> _TEKS YANG DIBERIKAN_:
· · · ·
Rentetan bunyi tembakan tersebut menjadi bagian dari praktik materi respons saat kontak tembak yang menjadi rangkaian kegiatan “Pembekalan kepada Awak Media tentang Prosedur Kedaruratan di Daerah Rawan" di Menlatpur Kostrad Karawang. Pembekalan yang digelar Kementerian Pertahanan selama tujuh hari tersebut diberikan oleh para prajurit TNI kepada 42 jurnalis, termasuk Kompas, yang menjadi peserta.
Tidak hanya materi tentang kontak tembak, pelatihan tersebut juga mencakup materi lainnya untuk menjadi bekal dasar bagi jurnalis ketika terjun di daerah konflik, seperti materi bertahan hidup di alam bebas (survival), navigasi darat, gerakan perorangan taktis, pengetahuan tentang daerah rawan, peliputan wartawan di daerah konflik, pengenalan isu pertahanan, pertolongan taktis korban tempur, hingga latihan menembak.
Seperti juga pada Kamis siang itu, para jurnalis yang melakukan praktik lapangan turut masuk ke hutan yang menjadi tempat latihan para prajurit Kostrad. Begitu tiba di hutan, para jurnalis sudah ditunggu pelatih Menlatpur untuk diberikan materi cara bertahan hidup di alam bebas.
Letnan Satu (Inf) Imam Rambe yang menjadi pemateri memberikan pengetahuan tentang bertahan hidup dengan cara mengenal tumbuhan di hutan yang bisa dimakan serta membuat jerat untuk menangkap binatang. Peserta juga dikenalkan dengan ransum TNI yang biasa disebut Naraga yang dapat dijadikan bekal logistik lapangan yang sangat praktis untuk disajikan.
“Dengan ke hutan seperti ini, kita bisa membayangkan jika berada dalam kondisi yang sebenarnya," ujar Sabki (36), jurnalis foto dari salah satu media daring di Jakarta yang turut menjadi peserta.
· · · ·
> _LATIHAN 1_:
Tuliskan ulang tanpa perubahan bagian teks tentang pembekalan jurnalis, mulai dari "Seperti juga pada" sampai dengan "praktis untuk disajikan.".
> _LATIHAN 2_:
Apakah tiap pernyataan berikut sesuai dengan teks tentang pembekalan jurnalis? Jawab ya atau tidak untuk masing-masing, lalu kutip persis kata-kata dalam teks yang menentukan jawabannya.
(a) Pembekalan itu berlangsung selama tujuh hari.
(b) Peserta pembekalan berjumlah 24 jurnalis.
(c) Materi bertahan hidup di hutan disampaikan oleh Letnan Satu (Inf) Imam Rambe.
> _LATIHAN 3_:
Lanjutkan teks tentang pembekalan jurnalis di Menlatpur Kostrad Karawang, dimulai setelah kalimat terakhirnya.

> _DATA YANG DIBERIKAN_:
· · · ·
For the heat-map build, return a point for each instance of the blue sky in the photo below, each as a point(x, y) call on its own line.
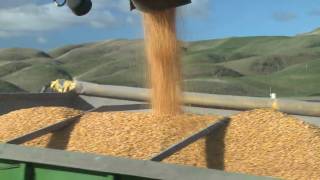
· · · ·
> _JAWABAN LATIHAN 1_:
Seperti juga pada Kamis siang itu, para jurnalis yang melakukan praktik lapangan turut masuk ke hutan yang menjadi tempat latihan para prajurit Kostrad. Begitu tiba di hutan, para jurnalis sudah ditunggu pelatih Menlatpur untuk diberikan materi cara bertahan hidup di alam bebas.
Letnan Satu (Inf) Imam Rambe yang menjadi pemateri memberikan pengetahuan tentang bertahan hidup dengan cara mengenal tumbuhan di hutan yang bisa dimakan serta membuat jerat untuk menangkap binatang. Peserta juga dikenalkan dengan ransum TNI yang biasa disebut Naraga yang dapat dijadikan bekal logistik lapangan yang sangat praktis untuk disajikan.

> _JAWABAN LATIHAN 2_:
(a) Ya: "Pembekalan yang digelar Kementerian Pertahanan selama tujuh hari tersebut"
(b) Tidak: "diberikan oleh para prajurit TNI kepada 42 jurnalis"
(c) Ya: "Letnan Satu (Inf) Imam Rambe yang menjadi pemateri memberikan pengetahuan tentang bertahan hidup"

> _JAWABAN LATIHAN 3_:
Sehari sebelumnya, pada Rabu (17/12/2025), para peserta juga berjalan mengelilingi area latihan Menlatpur Kostrad dengan dibekali peta topografi, protraktor, dan global positioning system (GPS). Mereka menuju titik koordinat yang telah diberikan sebelumnya.
Itu menjadi bagian dari praktik materi navigasi darat yang disampaikan oleh Kapten (Inf) Syaepurrahman. Materi navigasi darat itu dilengkapi dengan praktik menggunakan kompas untuk membidik tujuan di medan terbuka pada malam hari saat minim penerangan.
Selama tujuh hari, para jurnalis digembleng baik secara teori maupun praktik oleh para pelatih dari Menlatpur Kostrad, Pusat Penerangan TNI, serta Kementerian Pertahanan. Selain pengetahuan mengenai daerah konflik, para jurnalis yang menjadi peserta juga diberikan latihan fisik untuk kebugaran. Bahkan juga dilatih baris-berbaris.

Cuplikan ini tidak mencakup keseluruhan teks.